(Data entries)

++++++

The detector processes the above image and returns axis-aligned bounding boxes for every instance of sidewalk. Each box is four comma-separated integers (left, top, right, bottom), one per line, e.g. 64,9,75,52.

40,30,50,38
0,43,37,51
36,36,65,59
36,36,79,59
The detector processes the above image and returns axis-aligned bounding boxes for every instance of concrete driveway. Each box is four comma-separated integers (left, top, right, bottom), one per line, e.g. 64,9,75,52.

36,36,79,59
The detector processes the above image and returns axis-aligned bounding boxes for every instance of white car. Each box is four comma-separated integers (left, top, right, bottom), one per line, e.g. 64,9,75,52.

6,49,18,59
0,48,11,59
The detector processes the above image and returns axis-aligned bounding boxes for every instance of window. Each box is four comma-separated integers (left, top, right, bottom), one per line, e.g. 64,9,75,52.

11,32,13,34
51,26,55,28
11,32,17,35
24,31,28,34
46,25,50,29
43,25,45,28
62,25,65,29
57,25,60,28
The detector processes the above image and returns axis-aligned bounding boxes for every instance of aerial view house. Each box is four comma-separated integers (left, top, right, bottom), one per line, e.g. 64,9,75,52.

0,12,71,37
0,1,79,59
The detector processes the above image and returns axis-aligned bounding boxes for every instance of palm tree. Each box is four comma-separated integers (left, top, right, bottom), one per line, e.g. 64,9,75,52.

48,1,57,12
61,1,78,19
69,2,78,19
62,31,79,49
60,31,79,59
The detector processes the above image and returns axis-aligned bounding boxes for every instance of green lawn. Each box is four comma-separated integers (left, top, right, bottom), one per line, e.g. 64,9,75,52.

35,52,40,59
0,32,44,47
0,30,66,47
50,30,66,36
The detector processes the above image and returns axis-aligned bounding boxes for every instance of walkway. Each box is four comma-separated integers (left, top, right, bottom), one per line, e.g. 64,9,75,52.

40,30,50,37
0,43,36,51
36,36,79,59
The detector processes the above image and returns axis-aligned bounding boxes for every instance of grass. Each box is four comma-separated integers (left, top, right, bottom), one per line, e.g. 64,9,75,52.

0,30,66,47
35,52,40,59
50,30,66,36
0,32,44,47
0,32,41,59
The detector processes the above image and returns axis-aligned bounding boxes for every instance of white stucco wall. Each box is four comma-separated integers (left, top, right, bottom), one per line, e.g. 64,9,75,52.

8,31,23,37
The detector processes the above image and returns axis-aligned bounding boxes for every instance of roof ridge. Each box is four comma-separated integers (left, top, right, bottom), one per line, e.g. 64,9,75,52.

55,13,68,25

++++++

■ **Exercise details**
Repeat the lines above exactly.

■ **Exercise answer**
The detector processes the above image and returns axis-aligned bounding boxes for every instance of sidewalk. Each box is four comma-separated integers (left, top, right, bottom), one per line, e.g. 64,9,75,52.

40,30,50,38
0,43,37,51
36,36,65,59
36,36,79,59
The detector processes the above image and returns axis-aligned bounding boxes for every instance of concrete driveway. Each box is four comma-separated integers (left, top, right, bottom), one per line, e.g. 64,9,75,52.

36,36,79,59
The detector processes the above image and returns axis-aligned bounding boxes for every instance of white car. Each box is four comma-separated integers (left, top, right, bottom), one per line, e.g. 64,9,75,52.

6,49,18,59
0,48,11,59
The detector processes the above image and returns axis-aligned bounding boxes for every instance of window. Each box is four comma-separated integers (left, top, right, bottom), one per line, e.g. 64,9,75,52.

11,32,13,34
51,26,55,28
11,32,17,35
24,31,28,34
46,25,50,29
43,25,45,28
62,25,65,29
57,25,60,28
The detector processes the above image and returns axis-aligned bounding boxes for every instance of aerial view house. Each box is four comma-separated integers (left, top, right, bottom), one per line, e.g. 64,9,75,52.

0,12,71,37
0,1,79,59
The detector processes the above image and returns axis-aligned bounding boxes for every instance of palm tree. Each box is four comma-separated integers (left, top, right, bottom), one per line, e.g. 64,9,75,52.

48,1,57,12
61,1,78,19
69,2,78,19
62,31,79,49
60,31,79,59
The detector processes the above image and returns axis-aligned bounding boxes for every instance of green lawn. Each box is four comma-separated integers (left, top, right, bottom), one per line, e.g. 64,9,75,52.

35,52,40,59
0,32,44,47
0,30,66,47
50,30,66,36
The detector processes the above image and returns axis-aligned bounding boxes for every instance of walkway. Each box is four comma-separated integers (left, top, right, bottom), one per line, e.g. 64,9,75,52.

40,30,50,37
0,43,36,51
36,36,79,59
The detector processes the above image and returns axis-aligned bounding boxes for every instance of grass. Each box is four comma-separated integers (left, top, right, bottom), one per line, e.g. 64,9,75,52.

0,30,66,47
35,52,40,59
50,30,66,36
0,32,44,47
0,32,41,59
The detector processes the above image and returns axis-aligned bounding boxes for every instance of white stucco wall. Each box is four comma-separated integers (left, top, right, bottom), one per line, e.g. 64,9,75,52.

8,31,23,37
The detector processes the above image and returns axis-aligned bounding boxes for every instance of roof ridge. Each box is four comma-separated integers (left, top, right, bottom), one per line, e.g. 64,9,75,52.

55,13,68,25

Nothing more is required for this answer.